Data records
++++++++++
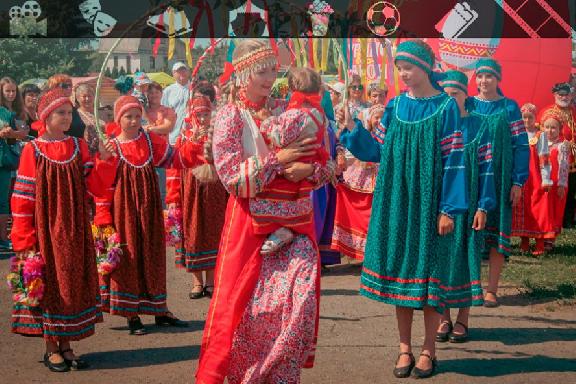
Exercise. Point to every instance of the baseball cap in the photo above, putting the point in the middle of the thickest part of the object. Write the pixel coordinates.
(179, 65)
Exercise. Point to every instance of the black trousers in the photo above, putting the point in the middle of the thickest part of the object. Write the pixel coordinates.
(570, 201)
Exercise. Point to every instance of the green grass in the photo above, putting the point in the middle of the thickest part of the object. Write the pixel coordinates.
(550, 276)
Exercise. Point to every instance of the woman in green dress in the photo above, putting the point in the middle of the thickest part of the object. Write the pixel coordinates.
(420, 188)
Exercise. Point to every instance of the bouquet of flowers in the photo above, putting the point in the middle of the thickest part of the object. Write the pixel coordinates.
(26, 278)
(108, 249)
(173, 225)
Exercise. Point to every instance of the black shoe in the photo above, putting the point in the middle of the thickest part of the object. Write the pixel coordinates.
(442, 337)
(76, 364)
(196, 295)
(424, 374)
(454, 338)
(402, 372)
(170, 321)
(55, 367)
(136, 327)
(208, 291)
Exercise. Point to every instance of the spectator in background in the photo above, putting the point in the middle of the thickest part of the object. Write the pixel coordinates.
(176, 97)
(84, 106)
(64, 81)
(12, 108)
(161, 119)
(30, 93)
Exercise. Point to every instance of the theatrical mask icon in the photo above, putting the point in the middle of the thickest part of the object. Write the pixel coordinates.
(459, 19)
(25, 20)
(92, 12)
(171, 22)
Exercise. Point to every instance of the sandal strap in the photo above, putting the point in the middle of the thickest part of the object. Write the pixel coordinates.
(463, 326)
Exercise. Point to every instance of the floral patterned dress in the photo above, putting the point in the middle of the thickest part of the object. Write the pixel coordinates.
(51, 213)
(263, 317)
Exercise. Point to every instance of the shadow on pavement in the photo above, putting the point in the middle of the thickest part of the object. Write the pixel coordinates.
(340, 292)
(523, 336)
(144, 357)
(537, 319)
(507, 366)
(193, 326)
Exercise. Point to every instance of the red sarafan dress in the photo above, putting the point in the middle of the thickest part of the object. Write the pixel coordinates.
(353, 208)
(528, 215)
(51, 212)
(134, 207)
(560, 159)
(203, 211)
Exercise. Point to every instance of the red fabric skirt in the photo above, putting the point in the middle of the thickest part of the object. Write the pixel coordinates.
(238, 271)
(203, 213)
(138, 285)
(530, 216)
(70, 307)
(351, 222)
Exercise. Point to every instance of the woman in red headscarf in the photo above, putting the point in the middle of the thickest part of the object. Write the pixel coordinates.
(51, 217)
(202, 198)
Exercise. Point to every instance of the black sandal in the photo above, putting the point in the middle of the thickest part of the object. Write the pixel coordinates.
(136, 327)
(55, 367)
(442, 337)
(172, 321)
(208, 292)
(196, 295)
(491, 303)
(74, 364)
(402, 372)
(425, 373)
(454, 338)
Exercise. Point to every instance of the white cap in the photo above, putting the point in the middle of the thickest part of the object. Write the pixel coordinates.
(179, 65)
(337, 86)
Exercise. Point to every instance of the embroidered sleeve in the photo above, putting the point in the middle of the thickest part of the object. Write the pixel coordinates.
(454, 198)
(544, 160)
(520, 147)
(23, 202)
(241, 177)
(286, 128)
(361, 143)
(563, 163)
(486, 187)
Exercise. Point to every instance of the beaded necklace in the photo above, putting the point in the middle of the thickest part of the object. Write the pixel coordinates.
(121, 154)
(61, 162)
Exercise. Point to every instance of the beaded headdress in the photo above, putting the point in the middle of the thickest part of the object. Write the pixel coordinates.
(252, 62)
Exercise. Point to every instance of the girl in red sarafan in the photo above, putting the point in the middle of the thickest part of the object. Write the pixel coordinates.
(134, 206)
(525, 222)
(560, 159)
(202, 199)
(51, 216)
(354, 198)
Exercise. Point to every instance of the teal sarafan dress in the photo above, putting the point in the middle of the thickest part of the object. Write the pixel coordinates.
(420, 147)
(511, 161)
(464, 246)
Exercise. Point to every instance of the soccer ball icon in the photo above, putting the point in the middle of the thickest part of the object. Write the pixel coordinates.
(383, 18)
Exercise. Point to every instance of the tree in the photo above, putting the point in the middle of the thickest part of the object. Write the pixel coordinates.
(26, 58)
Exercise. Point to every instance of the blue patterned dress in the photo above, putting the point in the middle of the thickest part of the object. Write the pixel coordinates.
(420, 147)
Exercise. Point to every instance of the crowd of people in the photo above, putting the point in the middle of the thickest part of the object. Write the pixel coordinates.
(258, 195)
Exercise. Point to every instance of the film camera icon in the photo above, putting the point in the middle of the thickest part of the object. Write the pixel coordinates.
(25, 20)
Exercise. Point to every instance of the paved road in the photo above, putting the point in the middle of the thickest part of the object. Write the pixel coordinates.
(358, 343)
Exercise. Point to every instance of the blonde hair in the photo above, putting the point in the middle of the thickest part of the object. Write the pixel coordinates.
(304, 80)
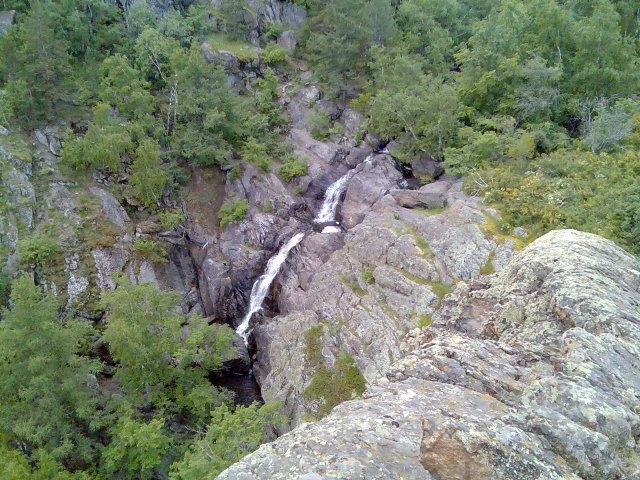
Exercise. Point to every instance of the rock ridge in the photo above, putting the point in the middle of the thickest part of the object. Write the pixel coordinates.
(530, 373)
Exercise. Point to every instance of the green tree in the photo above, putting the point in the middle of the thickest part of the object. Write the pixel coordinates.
(37, 65)
(341, 35)
(229, 437)
(210, 118)
(44, 402)
(160, 362)
(419, 110)
(137, 449)
(104, 144)
(148, 175)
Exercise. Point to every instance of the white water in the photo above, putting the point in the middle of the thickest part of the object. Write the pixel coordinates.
(261, 286)
(332, 196)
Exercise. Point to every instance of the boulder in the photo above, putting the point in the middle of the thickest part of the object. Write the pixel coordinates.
(288, 40)
(532, 374)
(370, 182)
(372, 286)
(432, 197)
(113, 211)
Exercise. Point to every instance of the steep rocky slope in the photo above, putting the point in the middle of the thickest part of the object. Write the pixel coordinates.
(368, 288)
(532, 373)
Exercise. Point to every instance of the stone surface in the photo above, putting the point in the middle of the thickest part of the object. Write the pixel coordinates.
(288, 40)
(533, 373)
(6, 19)
(372, 286)
(370, 182)
(113, 211)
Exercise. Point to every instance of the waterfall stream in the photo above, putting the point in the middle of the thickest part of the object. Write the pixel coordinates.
(332, 196)
(261, 286)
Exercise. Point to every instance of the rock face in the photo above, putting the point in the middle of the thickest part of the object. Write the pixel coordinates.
(532, 373)
(372, 286)
(6, 19)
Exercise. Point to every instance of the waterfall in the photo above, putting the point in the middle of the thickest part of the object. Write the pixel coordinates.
(261, 286)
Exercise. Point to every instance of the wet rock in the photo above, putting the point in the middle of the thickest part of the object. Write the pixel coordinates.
(358, 155)
(372, 286)
(531, 375)
(431, 196)
(370, 182)
(109, 261)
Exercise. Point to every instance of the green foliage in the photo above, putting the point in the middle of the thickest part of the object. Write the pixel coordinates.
(568, 189)
(419, 110)
(340, 36)
(171, 218)
(44, 403)
(424, 320)
(256, 153)
(367, 275)
(292, 167)
(158, 363)
(209, 120)
(152, 250)
(104, 144)
(320, 125)
(233, 211)
(235, 17)
(331, 386)
(313, 347)
(229, 437)
(148, 175)
(37, 249)
(136, 449)
(273, 54)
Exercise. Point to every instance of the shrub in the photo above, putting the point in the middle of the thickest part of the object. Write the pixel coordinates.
(367, 275)
(274, 54)
(332, 386)
(256, 153)
(233, 211)
(293, 167)
(36, 249)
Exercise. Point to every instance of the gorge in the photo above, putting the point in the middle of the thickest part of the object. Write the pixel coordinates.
(303, 239)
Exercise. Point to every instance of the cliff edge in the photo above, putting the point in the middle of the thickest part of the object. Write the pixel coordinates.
(530, 373)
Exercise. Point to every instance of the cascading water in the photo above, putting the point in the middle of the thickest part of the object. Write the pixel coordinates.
(261, 286)
(327, 214)
(332, 196)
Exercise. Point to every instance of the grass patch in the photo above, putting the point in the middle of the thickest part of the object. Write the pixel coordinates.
(367, 276)
(357, 289)
(430, 211)
(149, 249)
(313, 347)
(494, 228)
(331, 386)
(424, 320)
(487, 268)
(440, 289)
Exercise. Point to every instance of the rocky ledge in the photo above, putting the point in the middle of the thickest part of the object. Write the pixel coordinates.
(530, 373)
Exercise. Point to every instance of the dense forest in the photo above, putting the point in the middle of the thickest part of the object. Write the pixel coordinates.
(534, 103)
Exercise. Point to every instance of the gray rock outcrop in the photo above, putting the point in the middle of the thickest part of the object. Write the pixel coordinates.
(372, 286)
(6, 20)
(532, 373)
++++++++++
Problem to solve: Lay out the lines of the records as a JSON list of strings, one string per line with blank lines left out. Start with the line containing "Exercise. Point to every instance of the gray" and continue through the end of the records.

Task output:
[
  "Exercise. Point to every instance of the gray rock outcrop in the photo above, putting the point in the middle of the thickest part of the object. Write the pixel coordinates.",
  "(372, 286)",
  "(6, 20)",
  "(532, 373)"
]